- _Exercise material_
···

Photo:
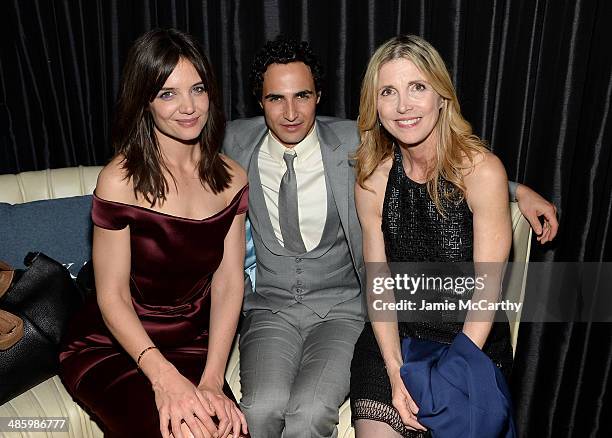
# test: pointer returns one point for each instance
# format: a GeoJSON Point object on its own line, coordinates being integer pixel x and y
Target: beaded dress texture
{"type": "Point", "coordinates": [414, 231]}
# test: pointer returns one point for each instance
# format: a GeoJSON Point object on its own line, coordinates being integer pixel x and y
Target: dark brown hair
{"type": "Point", "coordinates": [150, 61]}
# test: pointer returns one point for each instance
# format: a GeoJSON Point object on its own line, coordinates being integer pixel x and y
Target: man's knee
{"type": "Point", "coordinates": [265, 411]}
{"type": "Point", "coordinates": [311, 419]}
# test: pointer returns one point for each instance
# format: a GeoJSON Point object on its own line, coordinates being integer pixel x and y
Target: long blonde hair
{"type": "Point", "coordinates": [455, 138]}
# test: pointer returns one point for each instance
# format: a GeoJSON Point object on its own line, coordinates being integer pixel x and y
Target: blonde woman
{"type": "Point", "coordinates": [427, 190]}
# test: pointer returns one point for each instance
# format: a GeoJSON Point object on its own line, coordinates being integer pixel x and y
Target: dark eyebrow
{"type": "Point", "coordinates": [174, 88]}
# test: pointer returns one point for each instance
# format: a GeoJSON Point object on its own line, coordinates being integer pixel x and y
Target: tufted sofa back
{"type": "Point", "coordinates": [48, 184]}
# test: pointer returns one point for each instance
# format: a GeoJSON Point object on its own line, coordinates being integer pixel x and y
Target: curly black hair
{"type": "Point", "coordinates": [283, 50]}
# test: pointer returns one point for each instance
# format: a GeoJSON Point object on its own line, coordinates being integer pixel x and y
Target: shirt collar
{"type": "Point", "coordinates": [303, 149]}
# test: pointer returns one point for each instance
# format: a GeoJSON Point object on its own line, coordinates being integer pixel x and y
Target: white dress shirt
{"type": "Point", "coordinates": [310, 176]}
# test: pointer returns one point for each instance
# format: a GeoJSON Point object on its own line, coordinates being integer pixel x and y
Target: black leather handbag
{"type": "Point", "coordinates": [45, 297]}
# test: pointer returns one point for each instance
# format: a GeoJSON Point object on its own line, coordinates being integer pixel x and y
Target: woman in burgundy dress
{"type": "Point", "coordinates": [147, 358]}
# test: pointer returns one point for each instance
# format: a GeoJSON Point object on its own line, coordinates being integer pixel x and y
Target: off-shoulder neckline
{"type": "Point", "coordinates": [172, 216]}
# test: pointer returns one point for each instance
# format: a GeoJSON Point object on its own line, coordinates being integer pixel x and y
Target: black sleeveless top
{"type": "Point", "coordinates": [414, 231]}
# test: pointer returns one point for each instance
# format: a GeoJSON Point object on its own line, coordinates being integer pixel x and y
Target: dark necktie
{"type": "Point", "coordinates": [288, 208]}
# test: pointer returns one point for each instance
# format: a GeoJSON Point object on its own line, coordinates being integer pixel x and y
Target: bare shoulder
{"type": "Point", "coordinates": [239, 176]}
{"type": "Point", "coordinates": [113, 184]}
{"type": "Point", "coordinates": [377, 182]}
{"type": "Point", "coordinates": [486, 179]}
{"type": "Point", "coordinates": [486, 168]}
{"type": "Point", "coordinates": [370, 198]}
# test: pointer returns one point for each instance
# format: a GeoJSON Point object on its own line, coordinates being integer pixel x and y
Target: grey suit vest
{"type": "Point", "coordinates": [320, 279]}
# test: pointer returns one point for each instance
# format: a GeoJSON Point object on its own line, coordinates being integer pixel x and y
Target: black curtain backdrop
{"type": "Point", "coordinates": [534, 77]}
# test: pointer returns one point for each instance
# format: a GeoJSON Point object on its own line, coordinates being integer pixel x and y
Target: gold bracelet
{"type": "Point", "coordinates": [152, 347]}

···

Without including any pictures, please restate all the records exactly.

Photo:
# test: pointer returns one point for each instance
# format: a GeoJSON Point object on its own line, coordinates being integer pixel x and y
Target: beaded dress texture
{"type": "Point", "coordinates": [414, 231]}
# test: pointer returns one point for each instance
# format: a GeoJSON Point object on its own line, coordinates being integer pixel x and y
Target: dark brown hair
{"type": "Point", "coordinates": [150, 61]}
# test: pointer returns one point for each instance
# format: a GeoJSON Point object on its own line, coordinates being integer pixel x and y
Target: man's knee
{"type": "Point", "coordinates": [265, 411]}
{"type": "Point", "coordinates": [311, 419]}
# test: pointer returns one point for each instance
# format: a GeoJSON Point object on its own line, coordinates being integer pixel x and y
Target: long blonde hair
{"type": "Point", "coordinates": [455, 138]}
# test: pointer returns one point for each instance
# format: a GeoJSON Point object on its own line, coordinates being integer pixel x and y
Target: blonde woman
{"type": "Point", "coordinates": [427, 190]}
# test: pointer returns one point for each instance
# format: a GeoJSON Point object on its own line, coordinates being integer pixel x and y
Target: dark eyebrow
{"type": "Point", "coordinates": [174, 88]}
# test: pointer returns one point for each instance
# format: a GeoJSON Point object on its own line, coordinates being integer pixel x and y
Target: tufted sofa back
{"type": "Point", "coordinates": [48, 184]}
# test: pointer returns one point for each instance
# format: a GeoJSON Point object on its own line, coordinates being integer pixel x and y
Target: curly black hair
{"type": "Point", "coordinates": [283, 50]}
# test: pointer returns one point for each instance
# format: a GeoJSON Point object on its own line, coordinates being integer pixel x and y
Target: shirt collar
{"type": "Point", "coordinates": [303, 149]}
# test: pointer returns one point for each instance
# format: a GeoJSON Point object on its own line, coordinates being integer pixel x and y
Target: white dress shirt
{"type": "Point", "coordinates": [310, 176]}
# test: pointer returns one point for each instance
# format: a GeoJSON Point object on its own line, coordinates being integer pixel x and y
Target: black leather handbag
{"type": "Point", "coordinates": [45, 297]}
# test: pointer returns one point for each instance
# format: a GeoJSON Point object on its own line, coordinates being integer pixel x and y
Target: woman in burgundy dress
{"type": "Point", "coordinates": [147, 358]}
# test: pointer returns one point for each instance
# format: a GeoJSON Point object on its own line, coordinates being integer pixel x and y
Target: off-shoulder neckline
{"type": "Point", "coordinates": [172, 216]}
# test: pointer returns one point for each instance
# format: a GeoJSON Point object on its own line, coordinates being integer pixel x and y
Target: black sleeveless top
{"type": "Point", "coordinates": [414, 231]}
# test: pointer returns one point for each instance
# format: a GeoJSON Point object on its own line, coordinates being integer pixel x and y
Target: dark necktie
{"type": "Point", "coordinates": [288, 208]}
# test: pointer returns one point for each instance
# format: a GeoJSON Point object on its own line, coordinates being integer pixel x and y
Target: bare shoulder
{"type": "Point", "coordinates": [239, 176]}
{"type": "Point", "coordinates": [113, 184]}
{"type": "Point", "coordinates": [377, 182]}
{"type": "Point", "coordinates": [486, 179]}
{"type": "Point", "coordinates": [486, 168]}
{"type": "Point", "coordinates": [370, 198]}
# test: pointer returns one point for each instance
# format: a GeoJSON Point object on its own line, coordinates being integer pixel x and y
Target: grey suit vest
{"type": "Point", "coordinates": [320, 279]}
# test: pointer returns one point for each instance
# format: a GeoJSON Point object on its own line, coordinates being integer pixel x and y
Target: black curtain backdrop
{"type": "Point", "coordinates": [534, 77]}
# test: pointer returns one point for each instance
# format: a GeoJSON Point object on its own line, coordinates being integer pixel x and y
Target: gold bracelet
{"type": "Point", "coordinates": [152, 347]}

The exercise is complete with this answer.